• WORK REQUIRED: Would you return the complete listing below word for word?

Records from a data collection
● ● ● ● ●

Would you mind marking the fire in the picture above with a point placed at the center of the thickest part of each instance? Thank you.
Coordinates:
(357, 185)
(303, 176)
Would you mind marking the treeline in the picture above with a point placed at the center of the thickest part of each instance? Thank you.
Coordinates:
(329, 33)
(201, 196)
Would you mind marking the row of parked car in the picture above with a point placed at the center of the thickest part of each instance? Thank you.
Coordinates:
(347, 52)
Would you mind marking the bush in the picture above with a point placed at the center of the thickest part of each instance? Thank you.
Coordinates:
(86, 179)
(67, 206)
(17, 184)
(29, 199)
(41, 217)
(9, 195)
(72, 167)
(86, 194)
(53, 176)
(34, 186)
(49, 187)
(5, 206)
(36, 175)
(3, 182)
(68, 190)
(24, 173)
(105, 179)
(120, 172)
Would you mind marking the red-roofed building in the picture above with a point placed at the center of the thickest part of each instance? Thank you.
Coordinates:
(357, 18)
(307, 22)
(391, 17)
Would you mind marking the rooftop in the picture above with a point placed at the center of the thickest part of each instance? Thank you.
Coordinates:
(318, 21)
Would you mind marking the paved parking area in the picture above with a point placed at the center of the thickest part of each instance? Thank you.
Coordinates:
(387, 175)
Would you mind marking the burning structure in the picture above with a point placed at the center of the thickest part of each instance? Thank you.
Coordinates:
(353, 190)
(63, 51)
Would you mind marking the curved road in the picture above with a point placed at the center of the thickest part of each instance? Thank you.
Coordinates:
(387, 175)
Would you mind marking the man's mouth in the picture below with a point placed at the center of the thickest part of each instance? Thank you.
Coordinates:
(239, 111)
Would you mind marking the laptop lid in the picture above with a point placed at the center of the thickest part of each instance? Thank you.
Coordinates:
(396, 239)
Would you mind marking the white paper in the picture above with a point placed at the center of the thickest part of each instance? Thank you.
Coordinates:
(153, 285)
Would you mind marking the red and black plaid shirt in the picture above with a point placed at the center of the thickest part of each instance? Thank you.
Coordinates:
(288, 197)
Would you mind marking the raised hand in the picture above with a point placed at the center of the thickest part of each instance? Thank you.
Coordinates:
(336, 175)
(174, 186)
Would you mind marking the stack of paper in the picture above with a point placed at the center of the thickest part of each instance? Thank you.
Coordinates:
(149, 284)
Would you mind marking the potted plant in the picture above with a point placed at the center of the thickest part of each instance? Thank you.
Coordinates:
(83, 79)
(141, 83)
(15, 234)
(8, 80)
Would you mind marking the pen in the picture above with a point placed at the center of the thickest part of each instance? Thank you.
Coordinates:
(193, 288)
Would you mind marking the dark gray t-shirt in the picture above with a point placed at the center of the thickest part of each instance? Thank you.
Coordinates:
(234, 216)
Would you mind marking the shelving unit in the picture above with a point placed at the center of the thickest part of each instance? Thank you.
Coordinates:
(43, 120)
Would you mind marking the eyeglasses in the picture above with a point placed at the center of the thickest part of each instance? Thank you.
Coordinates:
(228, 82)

● ● ● ● ●

• RESULT BELOW:
Would you mind marking the fire in the picture above with a point placed at the center of the thickest part of each instance? Thank you.
Coordinates:
(357, 185)
(303, 176)
Would you mind marking the treeline in the picture above with a point placed at the center of the thickest part of each instance? Thank you.
Coordinates:
(329, 33)
(201, 196)
Would you mind marking the row of parked car in the picture above with a point placed at the center of the thickest part of each instance? Thank you.
Coordinates:
(347, 52)
Would you mind marking the bush in the picture above with a point placed at the center of the thickest part of each instance? Thank you.
Coordinates:
(86, 179)
(67, 206)
(17, 184)
(29, 199)
(41, 217)
(9, 195)
(72, 167)
(86, 194)
(53, 176)
(34, 186)
(49, 187)
(5, 206)
(36, 175)
(3, 182)
(68, 190)
(24, 173)
(105, 179)
(120, 172)
Would you mind marking the red-roofed building in the picture above with a point placed at the center of the thickest part of each instance? Thank you.
Coordinates:
(357, 18)
(307, 22)
(391, 17)
Would you mind marking the rooftop in the picture above with a point placed at the center of the thickest part of each instance? Thank you.
Coordinates:
(318, 21)
Would you mind marking the paved parking area in the picture above with a point placed at the center of the thickest part of each instance? Thank you.
Coordinates:
(387, 175)
Would you mind marking the burning structure in the picture above with a point placed at the center of the thickest part of each instance? Thank you.
Coordinates:
(353, 190)
(63, 51)
Would you mind marking the curved road in the picture above with a point placed at the center of the thickest part of each instance? Thank you.
Coordinates:
(387, 175)
Would you mind marking the man's mouth in the picture below with a point placed at the center of the thickest part of each instance? Thank you.
Coordinates:
(239, 111)
Would you mind marking the laptop lid in the picture above with a point placed at the center of the thickest part of each instance? Thank you.
Coordinates:
(396, 239)
Would you mind marking the white paper in the picture above with a point placed at the center of the thickest part of each instance? Thank you.
Coordinates:
(153, 285)
Would you mind marking the red and black plaid shirt in the picture above with a point placed at the center of the thickest part of each instance? Thank you.
Coordinates:
(288, 197)
Would you mind marking the raised hand in the picture above with a point placed at the center of the thickest part of each instance? Thank you.
Coordinates:
(336, 175)
(174, 186)
Would you mind marking the stack of paper in the picture above with a point placed at the center of the thickest part of each instance? Thank you.
Coordinates:
(149, 284)
Would you mind marking the potted plant in the picture above with a point placed at the center of the thickest part of each instance? Thank you.
Coordinates:
(83, 79)
(141, 83)
(15, 234)
(8, 80)
Would you mind marking the pen in the picture above with a point placed at the center of the thickest part of each instance? Thank you.
Coordinates:
(193, 288)
Would you mind marking the dark gray t-shirt in the picture above with a point placed at the center of the thickest part of each instance? Thank you.
Coordinates:
(234, 216)
Would you mind marking the shelving unit in the picture above with a point placed at the center of the thickest part of each instance? Thank you.
Coordinates:
(43, 120)
Would you mind marking the eyeglasses in the picture above with a point placed at the center of the thickest part of each instance? Thank you.
Coordinates:
(228, 82)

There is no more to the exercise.